Reproduce verbatim the lines of the data below, from the line that contains "of the large" through the last line of the data, inclusive.
== GIVEN ENTRIES
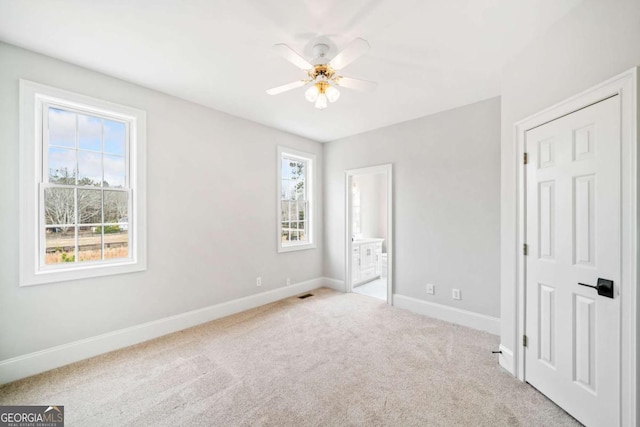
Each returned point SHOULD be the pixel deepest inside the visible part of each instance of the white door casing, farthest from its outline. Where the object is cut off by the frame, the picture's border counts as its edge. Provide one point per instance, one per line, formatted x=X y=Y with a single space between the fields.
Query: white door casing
x=513 y=327
x=573 y=226
x=350 y=258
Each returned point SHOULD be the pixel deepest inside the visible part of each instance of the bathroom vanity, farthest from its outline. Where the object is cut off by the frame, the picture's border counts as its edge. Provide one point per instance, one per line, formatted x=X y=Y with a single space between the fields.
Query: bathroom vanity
x=366 y=260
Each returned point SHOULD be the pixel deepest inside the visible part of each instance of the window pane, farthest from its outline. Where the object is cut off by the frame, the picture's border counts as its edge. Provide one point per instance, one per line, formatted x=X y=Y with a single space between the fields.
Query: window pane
x=62 y=128
x=89 y=206
x=89 y=243
x=89 y=168
x=60 y=245
x=115 y=134
x=116 y=243
x=59 y=206
x=62 y=165
x=116 y=207
x=114 y=171
x=89 y=133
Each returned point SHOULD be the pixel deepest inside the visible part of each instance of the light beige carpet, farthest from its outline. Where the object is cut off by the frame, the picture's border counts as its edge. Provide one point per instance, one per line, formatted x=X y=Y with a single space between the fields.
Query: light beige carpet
x=330 y=360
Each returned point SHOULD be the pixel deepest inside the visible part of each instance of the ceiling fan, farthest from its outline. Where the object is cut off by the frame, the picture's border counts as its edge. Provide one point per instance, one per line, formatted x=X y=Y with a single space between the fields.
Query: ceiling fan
x=324 y=75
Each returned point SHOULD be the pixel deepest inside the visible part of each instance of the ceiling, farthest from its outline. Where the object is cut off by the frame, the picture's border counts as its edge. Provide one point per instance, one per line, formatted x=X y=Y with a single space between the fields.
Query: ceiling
x=427 y=56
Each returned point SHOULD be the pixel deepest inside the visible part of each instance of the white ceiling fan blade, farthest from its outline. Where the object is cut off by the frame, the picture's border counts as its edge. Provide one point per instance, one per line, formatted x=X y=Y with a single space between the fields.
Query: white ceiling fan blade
x=292 y=56
x=357 y=84
x=353 y=51
x=289 y=86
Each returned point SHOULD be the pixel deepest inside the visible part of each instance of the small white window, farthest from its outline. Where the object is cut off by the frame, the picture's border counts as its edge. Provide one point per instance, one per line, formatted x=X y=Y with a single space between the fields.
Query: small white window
x=295 y=200
x=82 y=186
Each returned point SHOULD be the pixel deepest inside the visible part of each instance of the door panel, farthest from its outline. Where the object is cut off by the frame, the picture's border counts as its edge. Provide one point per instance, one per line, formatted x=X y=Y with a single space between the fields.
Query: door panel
x=573 y=233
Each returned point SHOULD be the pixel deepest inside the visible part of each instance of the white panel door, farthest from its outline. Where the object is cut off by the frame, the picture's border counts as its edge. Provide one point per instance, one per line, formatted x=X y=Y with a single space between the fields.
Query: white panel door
x=573 y=236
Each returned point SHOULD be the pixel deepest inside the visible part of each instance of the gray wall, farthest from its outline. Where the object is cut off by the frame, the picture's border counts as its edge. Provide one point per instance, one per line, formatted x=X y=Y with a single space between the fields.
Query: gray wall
x=446 y=172
x=597 y=40
x=211 y=225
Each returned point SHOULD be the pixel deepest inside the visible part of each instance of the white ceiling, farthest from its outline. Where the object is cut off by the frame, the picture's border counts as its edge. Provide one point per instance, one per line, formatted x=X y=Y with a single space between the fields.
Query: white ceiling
x=426 y=56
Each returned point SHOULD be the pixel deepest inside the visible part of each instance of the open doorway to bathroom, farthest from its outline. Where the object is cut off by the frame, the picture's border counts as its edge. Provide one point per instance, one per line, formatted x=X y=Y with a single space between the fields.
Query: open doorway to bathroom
x=369 y=232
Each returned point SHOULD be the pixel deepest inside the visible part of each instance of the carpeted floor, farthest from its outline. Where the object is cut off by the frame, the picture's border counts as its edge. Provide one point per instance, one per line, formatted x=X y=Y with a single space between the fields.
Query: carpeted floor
x=329 y=360
x=376 y=288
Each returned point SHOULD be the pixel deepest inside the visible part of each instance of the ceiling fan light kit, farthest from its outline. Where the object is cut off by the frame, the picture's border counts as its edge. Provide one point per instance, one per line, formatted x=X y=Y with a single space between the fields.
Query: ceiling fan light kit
x=323 y=76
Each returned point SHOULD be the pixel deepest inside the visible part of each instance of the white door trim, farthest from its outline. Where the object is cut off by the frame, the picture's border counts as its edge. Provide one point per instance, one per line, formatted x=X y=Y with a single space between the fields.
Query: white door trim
x=626 y=86
x=387 y=170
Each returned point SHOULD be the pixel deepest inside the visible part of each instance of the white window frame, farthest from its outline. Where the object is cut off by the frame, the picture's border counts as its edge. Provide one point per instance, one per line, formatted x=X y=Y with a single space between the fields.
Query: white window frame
x=34 y=97
x=310 y=194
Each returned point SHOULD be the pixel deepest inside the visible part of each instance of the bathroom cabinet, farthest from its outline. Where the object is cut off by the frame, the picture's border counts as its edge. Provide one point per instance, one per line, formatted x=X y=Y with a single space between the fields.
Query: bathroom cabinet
x=366 y=260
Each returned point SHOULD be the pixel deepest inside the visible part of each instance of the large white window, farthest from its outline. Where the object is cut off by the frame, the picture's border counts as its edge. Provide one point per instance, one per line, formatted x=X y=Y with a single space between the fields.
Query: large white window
x=82 y=189
x=295 y=200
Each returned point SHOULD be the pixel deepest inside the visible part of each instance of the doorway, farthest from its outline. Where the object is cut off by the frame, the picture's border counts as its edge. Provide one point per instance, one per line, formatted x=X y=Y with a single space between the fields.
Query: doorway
x=577 y=273
x=369 y=232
====
### [SOLUTION]
Each returned point SHOULD be the pixel deepest inside the visible part of each instance of the large white window, farthest from its outline. Where the object is cut off by the frame, the picture's border counts as its edge. Provide one point per instance, one per line, formatted x=X y=Y with a single space between the fields.
Query: large white window
x=82 y=189
x=295 y=200
Each returned point SHOULD be the pixel deepest inside the visible part of each instance of the doorway, farthest from its outline. Where the object is cut off by the frame, the picture's border counts as its edge. Provide one point per instance, one per line, formatted x=X y=Y with a single space between the fields.
Query: doorway
x=577 y=273
x=369 y=232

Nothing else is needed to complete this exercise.